Start TEXT SEGMENT
In this podcast, we speak with Bill Baumann, Director of Software Expert Witness at Panorama. He shares lessons learned from Panorama’s ERP Expert Witness engagements.
1. Why does someone retain an ERP expert witness and what value do they bring to the litigation process?
When a failed enterprise software implementation leads to an ERP lawsuit, an ERP expert witness may be brought in by the attorney – either for the plaintiff or defendant – to provide an expert opinion as to what they believe were the causes of failure.
We’ve been providing expert witness testimony for over 15 years. About 60% of the time we’ve represented the developer, and the other 40% of the time, we’ve represented the client.
Typically, when there’s a suit, depending upon who’s not getting paid or who feels that their enterprise software implementation is bad, they’re going to sue the developer of the systems integrator or in the other case, the developer systems integrator will sue the client.
In some of the larger cases we have, there are people within the client organization that have a fairly decent ERP background, understand what business process management is, etc. The problem is that they don’t have the level of experience we have, so they bring us in to opine on particular areas.
We go back forensically through the project documents and build a story or a kind of a timeline in terms of what happened. What went wrong? What went right and where did the ultimate causes lie? That’s our main methodology in terms of how we create what’s ultimately going to be a report.
Sometimes, we are deposed as well. In a lot of cases, the judge does not have the technical capabilities to be able to look at these discovery documents and say, “Oh, I see exactly what the issues are.” The attorneys are better equipped for this, but they still need someone like us to help put these documents into terms that either the judge or the jury can make sense of.
End TEXT SEGMENT
WRITTEN EXERCISE 1 —
In the podcast on ERP expert witness work, about what share of the time has Panorama represented the developer?
WRITTEN EXERCISE 2 —
Reproduce the podcast text between "Typically, when there’s" and "be a report.", inclusive.
WRITTEN EXERCISE 3 —
Do these statements agree with the podcast text? (a) Panorama has provided expert witness testimony for over 15 years. (b) Judges usually have the technical capabilities to interpret the discovery documents on their own. (c) An ERP expert witness is brought in only by the plaintiff's attorney.
These records come from a separate source.
Start GIVEN DATA
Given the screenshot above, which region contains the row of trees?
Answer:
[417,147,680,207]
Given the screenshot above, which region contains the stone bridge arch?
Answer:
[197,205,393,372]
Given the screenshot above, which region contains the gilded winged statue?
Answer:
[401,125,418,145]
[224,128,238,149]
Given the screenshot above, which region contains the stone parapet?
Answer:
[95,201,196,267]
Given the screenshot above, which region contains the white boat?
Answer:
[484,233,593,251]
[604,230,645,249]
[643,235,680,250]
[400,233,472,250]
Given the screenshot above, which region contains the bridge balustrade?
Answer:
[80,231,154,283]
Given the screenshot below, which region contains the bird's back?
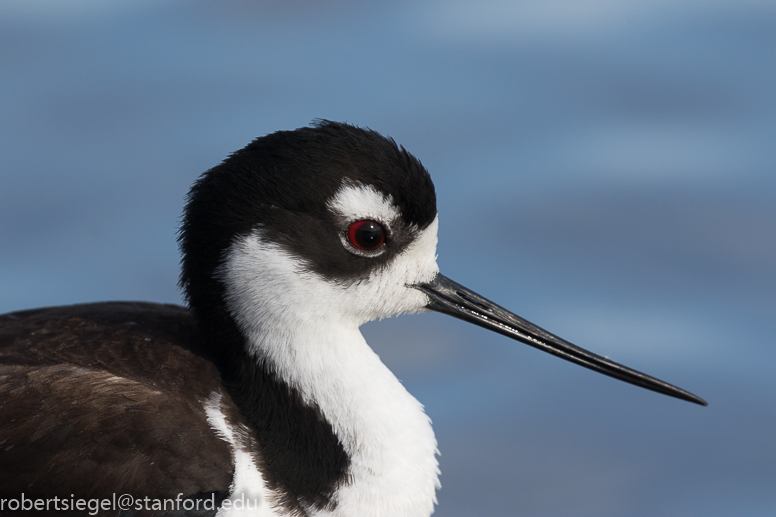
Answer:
[0,302,239,508]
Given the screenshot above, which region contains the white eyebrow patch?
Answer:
[326,178,399,223]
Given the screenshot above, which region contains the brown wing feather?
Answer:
[0,303,236,504]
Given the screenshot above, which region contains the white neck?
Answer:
[217,215,439,517]
[249,325,439,517]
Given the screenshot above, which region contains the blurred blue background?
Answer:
[0,0,776,517]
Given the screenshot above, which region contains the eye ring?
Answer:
[346,219,387,253]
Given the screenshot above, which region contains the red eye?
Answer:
[348,219,385,251]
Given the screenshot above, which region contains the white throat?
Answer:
[218,215,440,517]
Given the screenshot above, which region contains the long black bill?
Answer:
[414,274,708,406]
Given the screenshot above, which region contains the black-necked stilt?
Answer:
[0,121,705,517]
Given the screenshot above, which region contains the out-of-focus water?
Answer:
[0,0,776,517]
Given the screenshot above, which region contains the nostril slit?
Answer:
[455,291,490,312]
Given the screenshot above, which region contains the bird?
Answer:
[0,120,706,517]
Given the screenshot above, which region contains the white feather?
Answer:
[217,184,440,517]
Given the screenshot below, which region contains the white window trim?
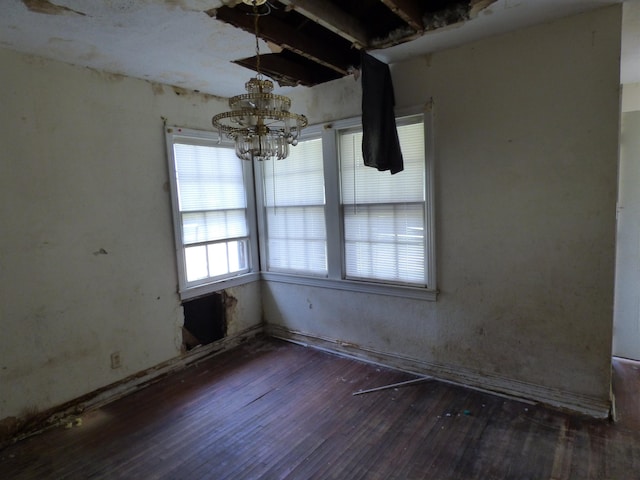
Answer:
End GIVEN DATA
TASK RESPONSE 1 —
About 60% of the time.

TASK RESPONSE 2 —
Typically, when there’s a suit, depending upon who’s not getting paid or who feels that their enterprise software implementation is bad, they’re going to sue the developer of the systems integrator or in the other case, the developer systems integrator will sue the client.
In some of the larger cases we have, there are people within the client organization that have a fairly decent ERP background, understand what business process management is, etc. The problem is that they don’t have the level of experience we have, so they bring us in to opine on particular areas.
We go back forensically through the project documents and build a story or a kind of a timeline in terms of what happened. What went wrong? What went right and where did the ultimate causes lie? That’s our main methodology in terms of how we create what’s ultimately going to be a report.

TASK RESPONSE 3 —
(a) Yes: "We’ve been providing expert witness testimony for over 15 years."
(b) No: "In a lot of cases, the judge does not have the technical capabilities to be able to look at these discovery documents"
(c) No: "either for the plaintiff or defendant"